◆ **Request**
Retype only what runs from the line that contains "indicate the belarus" through the last line of the listing below, both lines included.

(Point annotation records)
▬▬▬▬▬▬▬▬▬▬
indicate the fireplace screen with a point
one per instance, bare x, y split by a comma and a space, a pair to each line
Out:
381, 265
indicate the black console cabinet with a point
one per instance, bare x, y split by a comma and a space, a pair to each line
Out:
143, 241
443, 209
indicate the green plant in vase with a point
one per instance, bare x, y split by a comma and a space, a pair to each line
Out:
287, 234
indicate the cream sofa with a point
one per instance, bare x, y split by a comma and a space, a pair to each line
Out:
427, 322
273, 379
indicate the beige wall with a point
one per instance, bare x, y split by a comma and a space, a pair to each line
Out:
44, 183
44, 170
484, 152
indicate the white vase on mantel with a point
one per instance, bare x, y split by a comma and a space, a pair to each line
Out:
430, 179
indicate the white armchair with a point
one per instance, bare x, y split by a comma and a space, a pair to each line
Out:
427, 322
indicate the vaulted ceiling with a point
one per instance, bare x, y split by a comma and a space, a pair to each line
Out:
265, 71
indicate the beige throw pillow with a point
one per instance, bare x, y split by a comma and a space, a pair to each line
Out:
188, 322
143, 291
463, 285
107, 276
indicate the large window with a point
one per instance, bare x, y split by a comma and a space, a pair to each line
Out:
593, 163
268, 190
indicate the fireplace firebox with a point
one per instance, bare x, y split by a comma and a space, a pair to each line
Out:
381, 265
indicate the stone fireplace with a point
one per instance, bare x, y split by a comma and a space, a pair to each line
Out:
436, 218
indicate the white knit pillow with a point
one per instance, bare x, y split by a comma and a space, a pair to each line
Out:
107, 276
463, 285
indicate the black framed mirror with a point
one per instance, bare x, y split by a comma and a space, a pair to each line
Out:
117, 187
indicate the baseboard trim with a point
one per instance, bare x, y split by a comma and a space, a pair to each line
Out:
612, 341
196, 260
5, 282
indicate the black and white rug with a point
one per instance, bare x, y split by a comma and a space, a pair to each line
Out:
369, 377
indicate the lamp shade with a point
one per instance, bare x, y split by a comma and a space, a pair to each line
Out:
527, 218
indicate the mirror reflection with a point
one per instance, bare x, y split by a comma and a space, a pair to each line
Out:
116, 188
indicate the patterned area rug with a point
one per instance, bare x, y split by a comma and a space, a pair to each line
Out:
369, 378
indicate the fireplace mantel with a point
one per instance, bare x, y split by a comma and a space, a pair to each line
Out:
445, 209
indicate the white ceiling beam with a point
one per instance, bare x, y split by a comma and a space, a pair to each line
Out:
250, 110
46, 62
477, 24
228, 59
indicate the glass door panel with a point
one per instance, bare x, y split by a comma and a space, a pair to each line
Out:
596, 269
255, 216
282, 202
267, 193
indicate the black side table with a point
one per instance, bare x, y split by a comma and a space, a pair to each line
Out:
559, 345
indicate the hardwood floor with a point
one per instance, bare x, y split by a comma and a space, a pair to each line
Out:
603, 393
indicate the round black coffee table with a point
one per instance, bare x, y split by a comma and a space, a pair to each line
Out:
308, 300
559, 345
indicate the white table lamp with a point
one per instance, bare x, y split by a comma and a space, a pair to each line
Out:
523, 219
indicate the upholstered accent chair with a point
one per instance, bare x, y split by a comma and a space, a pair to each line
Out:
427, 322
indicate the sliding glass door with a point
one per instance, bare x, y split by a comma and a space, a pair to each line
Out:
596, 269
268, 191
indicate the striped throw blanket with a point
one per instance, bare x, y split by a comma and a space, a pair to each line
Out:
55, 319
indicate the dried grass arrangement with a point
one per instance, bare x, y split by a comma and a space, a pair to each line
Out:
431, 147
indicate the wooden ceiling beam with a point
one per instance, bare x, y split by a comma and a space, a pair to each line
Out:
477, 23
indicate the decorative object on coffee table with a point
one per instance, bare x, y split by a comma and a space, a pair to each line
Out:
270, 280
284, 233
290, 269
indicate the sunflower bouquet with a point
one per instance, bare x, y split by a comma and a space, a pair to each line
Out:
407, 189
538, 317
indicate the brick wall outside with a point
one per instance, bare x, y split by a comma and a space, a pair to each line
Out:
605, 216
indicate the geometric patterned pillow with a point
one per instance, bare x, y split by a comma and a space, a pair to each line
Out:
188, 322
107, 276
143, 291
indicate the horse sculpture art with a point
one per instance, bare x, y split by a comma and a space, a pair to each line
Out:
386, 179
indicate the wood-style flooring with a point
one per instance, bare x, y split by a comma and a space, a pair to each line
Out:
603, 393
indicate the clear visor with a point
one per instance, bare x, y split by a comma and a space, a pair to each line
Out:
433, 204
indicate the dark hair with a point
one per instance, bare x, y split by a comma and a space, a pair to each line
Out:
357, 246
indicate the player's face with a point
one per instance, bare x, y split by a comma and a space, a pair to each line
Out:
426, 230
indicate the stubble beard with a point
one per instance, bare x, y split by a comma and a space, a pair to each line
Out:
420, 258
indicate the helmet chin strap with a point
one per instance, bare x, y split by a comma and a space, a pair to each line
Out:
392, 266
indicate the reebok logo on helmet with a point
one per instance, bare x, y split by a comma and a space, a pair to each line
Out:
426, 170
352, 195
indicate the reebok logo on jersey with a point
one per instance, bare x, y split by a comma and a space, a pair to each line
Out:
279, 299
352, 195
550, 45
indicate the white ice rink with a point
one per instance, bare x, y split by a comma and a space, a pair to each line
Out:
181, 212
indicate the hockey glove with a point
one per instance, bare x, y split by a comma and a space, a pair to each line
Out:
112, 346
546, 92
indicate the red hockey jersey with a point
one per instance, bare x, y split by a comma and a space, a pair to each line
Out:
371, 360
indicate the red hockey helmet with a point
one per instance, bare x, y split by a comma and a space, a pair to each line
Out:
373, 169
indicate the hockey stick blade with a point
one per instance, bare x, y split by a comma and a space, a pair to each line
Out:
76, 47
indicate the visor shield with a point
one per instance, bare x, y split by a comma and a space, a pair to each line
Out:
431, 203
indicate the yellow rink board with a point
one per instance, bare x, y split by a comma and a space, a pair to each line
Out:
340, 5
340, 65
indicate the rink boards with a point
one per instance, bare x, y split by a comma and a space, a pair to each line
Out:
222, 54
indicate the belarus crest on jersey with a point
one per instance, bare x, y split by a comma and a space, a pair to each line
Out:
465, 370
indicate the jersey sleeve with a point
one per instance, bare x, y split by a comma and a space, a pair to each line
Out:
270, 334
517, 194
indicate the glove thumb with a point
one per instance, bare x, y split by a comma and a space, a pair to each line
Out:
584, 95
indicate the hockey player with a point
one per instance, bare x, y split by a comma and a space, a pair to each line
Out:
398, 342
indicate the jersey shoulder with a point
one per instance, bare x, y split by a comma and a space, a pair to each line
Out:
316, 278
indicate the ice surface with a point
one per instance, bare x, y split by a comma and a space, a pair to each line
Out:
▬▬▬▬▬▬▬▬▬▬
◆ **The reply**
indicate the belarus crest on jersey with a point
one per instance, bare x, y split by a comma and a space, a pair to each line
Out:
465, 370
indicate the jersey sleeve with a point
one per instance, bare x, y split by a comma and a space, a pair to each line
Out:
270, 334
517, 194
indicate the glove thumb with a point
one per instance, bare x, y split by a comma and a space, a pair to each line
Out:
584, 95
indicate the hockey player with a point
one per instance, bare x, y split by a comma and a space, a pair to each line
Out:
398, 342
indicate the jersey shoulder with a point
one per instance, bare x, y split by a comma and a space, a pair to each line
Out:
316, 278
indicate the ice surface with a point
one per instance, bare x, y split by a comma and a space, a pair to each line
Out:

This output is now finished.